Work to be completed:
Exact copies of all the entries below are expected in the answer.

Material for this exercise:
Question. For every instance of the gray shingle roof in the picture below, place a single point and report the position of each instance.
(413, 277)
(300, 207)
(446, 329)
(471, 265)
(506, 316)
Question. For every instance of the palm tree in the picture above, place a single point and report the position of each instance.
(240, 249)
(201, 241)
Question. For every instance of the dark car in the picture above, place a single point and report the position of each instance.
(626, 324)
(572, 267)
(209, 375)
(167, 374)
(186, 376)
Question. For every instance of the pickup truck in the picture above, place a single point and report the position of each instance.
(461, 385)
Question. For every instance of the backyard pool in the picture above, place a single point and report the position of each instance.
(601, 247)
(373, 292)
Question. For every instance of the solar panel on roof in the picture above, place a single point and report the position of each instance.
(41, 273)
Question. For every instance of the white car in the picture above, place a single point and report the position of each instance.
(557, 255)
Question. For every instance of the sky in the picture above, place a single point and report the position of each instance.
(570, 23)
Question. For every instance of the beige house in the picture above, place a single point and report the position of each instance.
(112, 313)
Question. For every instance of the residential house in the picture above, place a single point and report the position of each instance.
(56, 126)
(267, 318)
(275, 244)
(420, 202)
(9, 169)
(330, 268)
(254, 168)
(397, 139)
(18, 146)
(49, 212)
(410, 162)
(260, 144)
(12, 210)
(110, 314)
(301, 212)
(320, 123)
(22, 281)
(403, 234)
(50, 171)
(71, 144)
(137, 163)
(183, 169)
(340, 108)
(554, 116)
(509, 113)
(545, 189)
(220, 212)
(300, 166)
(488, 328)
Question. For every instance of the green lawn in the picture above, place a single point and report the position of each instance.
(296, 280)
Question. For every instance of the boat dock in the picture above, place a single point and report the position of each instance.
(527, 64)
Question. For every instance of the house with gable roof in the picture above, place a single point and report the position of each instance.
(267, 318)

Expected answer:
Question. For every instance of the gray shingle roof in the picture below, place a single point and report the position of each instance.
(413, 277)
(300, 207)
(446, 329)
(471, 265)
(506, 316)
Question. For every instance of the palm tree in the picture above, place a single point and report the position of each instance.
(240, 249)
(201, 241)
Question. For every instance of the dark car in the picture above, place a single point and report the position of each instance.
(626, 324)
(572, 267)
(209, 375)
(167, 374)
(186, 376)
Question. For every instance of the pickup truck in the picture above, place a single point and report the position of each instance.
(461, 385)
Question. For every instance of the backyard pool in the picture above, place a single point and report the position of each instance.
(601, 247)
(373, 292)
Question. For every instance of the solar panel on roof in the picture above, place a single point and report the position of each instance.
(41, 273)
Question. For every instance of the white car in the picture above, place a single point and report the position of each instance.
(557, 255)
Question. For every instance of the sky in the picture above, place a single point and report the position of each instance.
(570, 23)
Question. For every instance of the beige house in the picture above, place a single point and report the position of each instance.
(112, 313)
Question. For every instance of the residential house in the picture above, place a single point and report the position of each instance.
(56, 126)
(267, 318)
(275, 244)
(420, 202)
(9, 169)
(330, 268)
(254, 168)
(397, 139)
(18, 146)
(49, 212)
(410, 162)
(260, 144)
(12, 210)
(110, 314)
(301, 212)
(320, 123)
(22, 281)
(403, 234)
(50, 171)
(71, 144)
(137, 163)
(183, 169)
(340, 108)
(554, 116)
(509, 113)
(545, 189)
(220, 212)
(300, 166)
(488, 328)
Question. For every instance of the green lawn in the picture above, place a single point and report the position of each instance.
(296, 280)
Question. For every instance of the boat dock in the picture above, place a single point and report the position of each instance.
(527, 64)
Question. For every instance of the house with gable roof in the picture above, place a single point and report the position of each instance.
(267, 318)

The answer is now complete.